- _GIVEN PASSAGE_

◆ ◆ ◆ ◆

These arguments have been taken to court repeatedly, only to be thrown down.

It is futile to debate the legality of our current tax scheme, however unjust or incongruent to our founding values.  Our time as citizens would be better spent returning it into a system that respects state sovereignty, and the individual's right of property, while still funding that minimum amount of government that keeps us most free. 

Let us use the constitutional methods our founders bequeathed to us to lead our appointed representatives in Congress to the practical conclusion of reducing federal expenditures through definitive, self-imposed limitation by repealing the 16th Amendment, and restoring import tariffs to help with the obvious shortfall.  Many nations have enjoyed the affluence of American consumers (especially when there were free markets).  Should they not be taxed for admission, instead of our citizens, releasing that wealth to American entrepreneurs who are ready and willing to create a deeper, richer market for everyone?

◆ ◆ ◆ ◆

- _RAW DATA_

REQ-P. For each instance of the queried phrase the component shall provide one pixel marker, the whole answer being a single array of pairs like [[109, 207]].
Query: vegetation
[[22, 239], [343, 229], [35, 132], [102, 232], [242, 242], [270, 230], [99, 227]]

◆ ◆ ◆ ◆

- _EXERCISE A_
Rewrite the paragraph of the tax passage that begins "Let us use the constitutional methods" as a bulleted list, keeping its main facts.
- _EXERCISE B_
Summarize the tax passage in two sentences.
- _EXERCISE C_
Continue the tax passage from its final sentence.
The data has no connection to the tax passage.

- _YOUR RESPONSE A_
- Use the constitutional methods left by the founders to lead members of Congress toward reducing federal expenditures.
- Achieve that reduction through a definitive, self-imposed limit: repealing the 16th Amendment.
- Restore import tariffs to help cover the resulting shortfall.
- Many nations have benefited from the affluence of American consumers, especially when markets were free.
- The paragraph asks whether those nations, rather than American citizens, should be taxed for admission, freeing that wealth for American entrepreneurs ready to build a deeper, richer market for everyone.

- _YOUR RESPONSE B_
The tax passage argues that debating the legality of the current tax scheme is futile, since such arguments have repeatedly failed in court. Citizens should instead use constitutional means to push Congress to reduce federal spending by repealing the 16th Amendment and restoring import tariffs, which would return the nation to a system that respects state sovereignty and property rights while funding minimal government.

- _YOUR RESPONSE C_
Inconceivable, I know -- at least in the Overton window we look out of at the moment.  Right now, we cannot get from here to there, politically.  It would require a massive downsizing of the government, and garner the ire of foreign nations.  I concede that repealing federal income tax may have seemed reasonable to Americans after the civil war, but those living today have been trained to accept this tax all of their adult lives.  These solutions, while admittedly off the reservation, are emblematic of the difficult choices we no longer have the luxury of avoiding.

We must face the fact that our country has stage IV politico-economic cancer.  Politically poisonous therapies may be our only chance for a real cure.  You must forgive me, kind readers, I'm at the "bargaining stage" at the moment.  I'll support the strongest medicine available to save our great lady -- no trials refused, politics be damned.  If her passing is inevitable, and there is no acceptable cure, kindly allow me the decency of a period of depression before I come to acceptance.  If, in the end, it must be hospice and no cure, please hold her gently in her passing, and protect her children that they may one day return.

The virtues of American freedom and entrepreneurship have long been the restoration of nations, and the healing of peoples.  Individual freedom and free markets require no absolution, as they always have and always will provide every virtuous benefit to human kind, if only released from the bondage of impractical ideologies.  The collectivist system of looting can create nothing.  It can only scream "capitalism is dead" while it steadily taxes, controls, and bleeds our ability to create prosperity and freedom for all Americans.  

It is critical that we now fulfill our duty as citizens, considering the juxtaposition of three wars, astonishing debt, a comatose economy, widespread joblessness, looming inflation, an apathetic, entitled population, and the steady devaluation of American credibility on the world stage.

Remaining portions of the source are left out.